* _Supplied entries_:
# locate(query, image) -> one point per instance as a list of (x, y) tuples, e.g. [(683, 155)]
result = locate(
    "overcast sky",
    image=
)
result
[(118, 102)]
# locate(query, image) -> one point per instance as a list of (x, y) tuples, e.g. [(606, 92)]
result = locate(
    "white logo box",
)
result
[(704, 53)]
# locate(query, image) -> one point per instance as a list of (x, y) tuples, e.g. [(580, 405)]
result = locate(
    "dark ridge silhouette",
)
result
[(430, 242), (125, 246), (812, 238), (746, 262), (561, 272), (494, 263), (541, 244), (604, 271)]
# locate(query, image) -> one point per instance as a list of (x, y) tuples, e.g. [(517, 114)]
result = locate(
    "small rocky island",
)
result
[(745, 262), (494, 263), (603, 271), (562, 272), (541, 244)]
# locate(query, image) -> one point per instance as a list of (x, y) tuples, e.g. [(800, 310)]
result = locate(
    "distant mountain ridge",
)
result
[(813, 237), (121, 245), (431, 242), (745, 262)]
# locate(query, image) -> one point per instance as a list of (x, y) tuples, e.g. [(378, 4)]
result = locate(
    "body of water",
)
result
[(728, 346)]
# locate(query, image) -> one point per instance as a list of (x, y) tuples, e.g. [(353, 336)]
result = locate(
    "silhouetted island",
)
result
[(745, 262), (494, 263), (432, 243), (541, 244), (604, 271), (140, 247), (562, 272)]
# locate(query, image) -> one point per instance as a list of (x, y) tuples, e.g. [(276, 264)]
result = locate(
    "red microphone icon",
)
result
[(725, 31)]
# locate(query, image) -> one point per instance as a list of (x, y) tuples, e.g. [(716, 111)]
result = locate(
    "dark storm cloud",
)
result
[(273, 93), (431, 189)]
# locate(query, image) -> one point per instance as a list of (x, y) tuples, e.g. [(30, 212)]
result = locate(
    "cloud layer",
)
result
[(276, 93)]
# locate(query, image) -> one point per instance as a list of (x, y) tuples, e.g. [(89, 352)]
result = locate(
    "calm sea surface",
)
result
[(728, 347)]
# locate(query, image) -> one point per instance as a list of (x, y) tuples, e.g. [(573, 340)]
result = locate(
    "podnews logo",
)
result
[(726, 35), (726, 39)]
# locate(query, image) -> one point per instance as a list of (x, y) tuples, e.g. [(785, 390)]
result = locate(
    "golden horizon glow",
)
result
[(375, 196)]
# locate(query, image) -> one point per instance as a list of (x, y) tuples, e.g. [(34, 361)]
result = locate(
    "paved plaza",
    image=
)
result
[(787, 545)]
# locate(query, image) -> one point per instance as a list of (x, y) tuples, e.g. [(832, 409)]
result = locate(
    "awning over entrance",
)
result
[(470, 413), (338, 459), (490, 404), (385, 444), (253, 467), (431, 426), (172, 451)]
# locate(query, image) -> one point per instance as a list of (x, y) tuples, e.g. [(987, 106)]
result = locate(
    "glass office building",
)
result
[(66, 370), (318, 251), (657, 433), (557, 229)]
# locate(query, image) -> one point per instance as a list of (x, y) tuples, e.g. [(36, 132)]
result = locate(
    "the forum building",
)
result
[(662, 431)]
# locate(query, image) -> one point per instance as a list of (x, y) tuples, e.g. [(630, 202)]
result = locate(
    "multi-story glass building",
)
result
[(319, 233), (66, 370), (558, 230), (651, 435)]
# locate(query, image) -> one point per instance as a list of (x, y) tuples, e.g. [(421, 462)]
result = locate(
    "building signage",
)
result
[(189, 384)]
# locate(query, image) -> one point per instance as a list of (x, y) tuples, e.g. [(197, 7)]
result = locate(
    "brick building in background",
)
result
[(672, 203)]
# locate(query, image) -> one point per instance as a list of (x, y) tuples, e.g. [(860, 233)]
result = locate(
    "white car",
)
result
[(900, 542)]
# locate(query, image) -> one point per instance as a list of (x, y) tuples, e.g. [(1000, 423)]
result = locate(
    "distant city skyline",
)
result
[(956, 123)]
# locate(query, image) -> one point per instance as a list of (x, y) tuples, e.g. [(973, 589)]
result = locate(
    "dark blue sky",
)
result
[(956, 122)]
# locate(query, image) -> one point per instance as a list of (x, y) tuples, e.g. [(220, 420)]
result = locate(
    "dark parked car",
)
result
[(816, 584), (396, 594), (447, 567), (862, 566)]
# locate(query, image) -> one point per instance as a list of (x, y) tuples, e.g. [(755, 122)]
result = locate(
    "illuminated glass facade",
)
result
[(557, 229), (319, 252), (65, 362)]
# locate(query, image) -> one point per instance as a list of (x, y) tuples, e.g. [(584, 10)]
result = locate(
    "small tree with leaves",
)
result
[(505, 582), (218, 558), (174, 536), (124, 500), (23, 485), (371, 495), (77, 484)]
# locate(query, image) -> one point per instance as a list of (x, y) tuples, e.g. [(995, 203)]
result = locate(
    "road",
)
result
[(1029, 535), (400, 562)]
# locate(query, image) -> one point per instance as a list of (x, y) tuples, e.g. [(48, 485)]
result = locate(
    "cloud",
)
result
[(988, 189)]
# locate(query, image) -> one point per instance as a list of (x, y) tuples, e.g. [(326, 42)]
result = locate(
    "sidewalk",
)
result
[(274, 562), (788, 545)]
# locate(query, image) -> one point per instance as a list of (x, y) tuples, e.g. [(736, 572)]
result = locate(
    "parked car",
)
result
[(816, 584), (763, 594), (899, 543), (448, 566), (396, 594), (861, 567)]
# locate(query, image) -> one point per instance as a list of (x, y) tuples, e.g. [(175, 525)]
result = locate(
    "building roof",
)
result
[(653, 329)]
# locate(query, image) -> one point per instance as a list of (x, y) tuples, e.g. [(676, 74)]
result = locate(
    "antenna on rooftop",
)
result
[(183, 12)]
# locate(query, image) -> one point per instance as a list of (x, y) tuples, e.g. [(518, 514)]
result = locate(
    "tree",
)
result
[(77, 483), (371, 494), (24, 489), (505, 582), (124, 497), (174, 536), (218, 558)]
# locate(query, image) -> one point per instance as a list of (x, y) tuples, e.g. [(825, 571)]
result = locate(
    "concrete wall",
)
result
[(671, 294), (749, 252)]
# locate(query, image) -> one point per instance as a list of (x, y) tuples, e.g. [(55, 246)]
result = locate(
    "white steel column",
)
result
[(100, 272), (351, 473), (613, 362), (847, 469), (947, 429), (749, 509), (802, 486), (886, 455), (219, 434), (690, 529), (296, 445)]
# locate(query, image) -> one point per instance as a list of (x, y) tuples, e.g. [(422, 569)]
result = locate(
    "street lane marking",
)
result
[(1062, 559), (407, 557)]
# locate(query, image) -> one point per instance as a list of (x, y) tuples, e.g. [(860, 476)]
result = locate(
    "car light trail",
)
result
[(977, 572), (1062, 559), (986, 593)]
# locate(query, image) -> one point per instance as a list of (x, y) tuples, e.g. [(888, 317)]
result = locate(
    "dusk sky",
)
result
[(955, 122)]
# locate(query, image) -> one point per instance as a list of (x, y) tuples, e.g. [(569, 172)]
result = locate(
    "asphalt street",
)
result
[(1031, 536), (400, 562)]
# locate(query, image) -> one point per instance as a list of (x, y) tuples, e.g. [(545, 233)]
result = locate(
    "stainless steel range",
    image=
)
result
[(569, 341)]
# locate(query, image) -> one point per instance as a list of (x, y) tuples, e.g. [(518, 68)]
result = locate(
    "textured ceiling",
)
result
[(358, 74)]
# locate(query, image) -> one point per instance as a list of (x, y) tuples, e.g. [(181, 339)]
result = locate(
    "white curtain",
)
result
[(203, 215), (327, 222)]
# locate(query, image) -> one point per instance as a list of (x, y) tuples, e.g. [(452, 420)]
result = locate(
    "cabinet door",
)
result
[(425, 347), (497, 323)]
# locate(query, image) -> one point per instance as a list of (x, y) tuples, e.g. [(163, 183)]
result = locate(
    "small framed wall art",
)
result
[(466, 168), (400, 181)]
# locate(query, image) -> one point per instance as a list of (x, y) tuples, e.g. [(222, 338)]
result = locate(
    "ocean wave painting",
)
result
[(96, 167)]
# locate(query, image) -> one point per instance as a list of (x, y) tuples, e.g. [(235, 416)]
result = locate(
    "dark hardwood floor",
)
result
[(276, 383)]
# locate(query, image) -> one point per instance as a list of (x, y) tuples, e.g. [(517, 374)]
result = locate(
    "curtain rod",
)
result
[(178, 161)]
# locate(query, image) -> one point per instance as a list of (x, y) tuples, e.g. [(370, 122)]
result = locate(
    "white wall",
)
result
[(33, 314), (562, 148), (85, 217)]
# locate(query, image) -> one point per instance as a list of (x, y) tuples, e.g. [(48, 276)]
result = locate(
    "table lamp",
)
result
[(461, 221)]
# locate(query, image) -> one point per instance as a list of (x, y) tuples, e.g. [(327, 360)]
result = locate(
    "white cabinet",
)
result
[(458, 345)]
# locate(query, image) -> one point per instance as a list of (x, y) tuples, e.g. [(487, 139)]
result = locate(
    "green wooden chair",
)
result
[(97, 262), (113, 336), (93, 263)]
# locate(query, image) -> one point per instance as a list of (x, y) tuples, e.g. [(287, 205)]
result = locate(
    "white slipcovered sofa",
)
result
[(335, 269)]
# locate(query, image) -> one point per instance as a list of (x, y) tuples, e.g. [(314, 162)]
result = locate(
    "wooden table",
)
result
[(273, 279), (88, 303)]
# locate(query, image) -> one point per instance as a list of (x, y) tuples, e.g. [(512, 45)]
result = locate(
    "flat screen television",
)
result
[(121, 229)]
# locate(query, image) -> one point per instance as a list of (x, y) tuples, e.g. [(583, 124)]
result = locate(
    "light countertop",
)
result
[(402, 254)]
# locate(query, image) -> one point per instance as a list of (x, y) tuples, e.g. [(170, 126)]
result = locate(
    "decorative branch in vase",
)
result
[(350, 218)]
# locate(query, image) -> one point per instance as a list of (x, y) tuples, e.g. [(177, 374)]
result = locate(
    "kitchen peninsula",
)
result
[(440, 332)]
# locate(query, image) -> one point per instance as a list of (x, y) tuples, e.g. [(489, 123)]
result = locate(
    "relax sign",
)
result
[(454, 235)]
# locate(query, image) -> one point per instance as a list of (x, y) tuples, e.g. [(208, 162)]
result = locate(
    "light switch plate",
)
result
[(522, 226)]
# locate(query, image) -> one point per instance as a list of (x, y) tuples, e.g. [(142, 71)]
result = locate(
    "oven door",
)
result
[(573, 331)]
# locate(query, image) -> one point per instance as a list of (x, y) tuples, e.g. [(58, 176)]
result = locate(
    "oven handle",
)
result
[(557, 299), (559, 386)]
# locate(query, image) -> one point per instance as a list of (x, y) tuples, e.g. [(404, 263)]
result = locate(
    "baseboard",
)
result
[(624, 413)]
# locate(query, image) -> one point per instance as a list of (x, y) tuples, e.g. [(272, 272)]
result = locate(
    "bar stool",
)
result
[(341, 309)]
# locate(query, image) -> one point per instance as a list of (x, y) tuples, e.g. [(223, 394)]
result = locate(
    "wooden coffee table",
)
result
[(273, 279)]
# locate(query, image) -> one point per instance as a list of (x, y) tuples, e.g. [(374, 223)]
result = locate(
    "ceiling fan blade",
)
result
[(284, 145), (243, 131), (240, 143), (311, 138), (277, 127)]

* _Problem to work on_: Please rewrite the records above, starting with the line that contains "e.g. [(287, 205)]" and going on through the line that contains "[(624, 413)]", and give only those lines. Keep every line as it is, but shift each coordinate in the answers up by 147.

* _Solution for this task_:
# locate(query, image) -> one point per instance as a list of (x, y) tuples, e.g. [(287, 205)]
result = locate(
    "white slipcovered sofa",
)
result
[(482, 416)]
# locate(query, image) -> one point per instance as a list of (x, y) tuples, e.g. [(314, 162)]
result = locate(
    "wooden table",
)
result
[(420, 426), (235, 450)]
# locate(query, image) -> one point per instance as a list of (x, y) tuples, e.g. [(512, 45)]
result = locate(
    "flat screen television",
)
result
[(268, 376)]
# locate(query, image) -> one point per instance as a list of (x, y) tuples, e.g. [(583, 124)]
result = locate(
    "light countertop",
)
result
[(549, 401)]
# locate(query, image) -> one point per instance as a list of (x, y) tuples, e.g. [(170, 126)]
result = locate(
    "decorative branch in vase",
)
result
[(497, 365)]
# locate(query, image) -> one point per instance as a list of (x, y) tuples, e.g. [(177, 374)]
result = locate(
    "kitchen peninsula",
)
result
[(587, 479)]
# locate(query, image) -> one point per instance as a list of (x, y) tuples, e.g. [(489, 123)]
result = locate(
    "relax sign",
)
result
[(601, 382)]
# locate(query, image) -> one point per instance as a list of (x, y) tuples, e.g. [(208, 162)]
result = locate(
    "light switch plate",
)
result
[(669, 373)]
# locate(query, image) -> one point per instance as a list of (x, y) tuples, e.g. [(142, 71)]
result = locate(
    "oven door",
)
result
[(720, 478)]
# locate(query, image) -> one point per instance as a list of (x, y) tuples, e.g. [(58, 176)]
result = locate(
    "oven handle",
)
result
[(704, 446), (706, 533)]
# locate(query, image) -> one point per instance as a list of (x, y) tuples, e.g. [(404, 263)]
result = locate(
    "baseboard",
)
result
[(771, 560)]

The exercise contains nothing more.